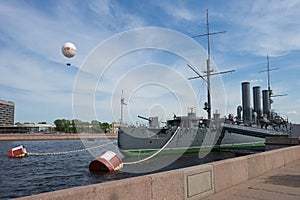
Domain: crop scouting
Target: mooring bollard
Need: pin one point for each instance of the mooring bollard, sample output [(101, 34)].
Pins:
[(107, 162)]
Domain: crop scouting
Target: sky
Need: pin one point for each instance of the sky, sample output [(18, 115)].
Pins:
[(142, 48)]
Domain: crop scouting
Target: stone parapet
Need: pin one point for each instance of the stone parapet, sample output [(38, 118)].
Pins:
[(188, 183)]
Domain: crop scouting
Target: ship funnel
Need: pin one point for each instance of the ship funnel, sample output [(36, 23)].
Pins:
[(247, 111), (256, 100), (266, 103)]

==================================================

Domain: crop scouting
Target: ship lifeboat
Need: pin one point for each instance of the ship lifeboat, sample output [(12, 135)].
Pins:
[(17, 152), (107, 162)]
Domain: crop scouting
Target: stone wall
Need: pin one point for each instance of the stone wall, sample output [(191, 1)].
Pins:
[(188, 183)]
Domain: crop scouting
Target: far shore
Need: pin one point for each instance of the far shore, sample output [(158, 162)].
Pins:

==================================================

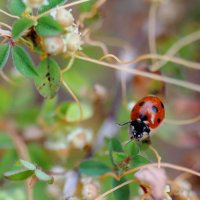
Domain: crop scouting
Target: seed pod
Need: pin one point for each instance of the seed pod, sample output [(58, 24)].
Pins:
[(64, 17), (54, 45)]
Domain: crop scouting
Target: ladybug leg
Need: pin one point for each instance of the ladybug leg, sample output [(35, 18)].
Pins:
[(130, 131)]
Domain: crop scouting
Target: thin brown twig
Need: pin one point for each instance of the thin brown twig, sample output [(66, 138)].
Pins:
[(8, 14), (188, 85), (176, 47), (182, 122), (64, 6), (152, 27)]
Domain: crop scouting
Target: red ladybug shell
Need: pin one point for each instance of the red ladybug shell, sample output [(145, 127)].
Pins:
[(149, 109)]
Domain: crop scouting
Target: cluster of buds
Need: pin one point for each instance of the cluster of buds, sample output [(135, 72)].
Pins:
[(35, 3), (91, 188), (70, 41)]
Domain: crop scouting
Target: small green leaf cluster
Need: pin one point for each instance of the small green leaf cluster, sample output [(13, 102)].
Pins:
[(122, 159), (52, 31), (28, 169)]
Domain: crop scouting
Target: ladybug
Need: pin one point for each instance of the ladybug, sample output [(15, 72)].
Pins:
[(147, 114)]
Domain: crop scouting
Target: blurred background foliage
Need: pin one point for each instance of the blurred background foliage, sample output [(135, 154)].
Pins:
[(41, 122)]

==================================================

## INSTRUCTION
How many lines in the rows above contain the word "brown"? Case counts. Reply with the number only.

## ANSWER IN FULL
2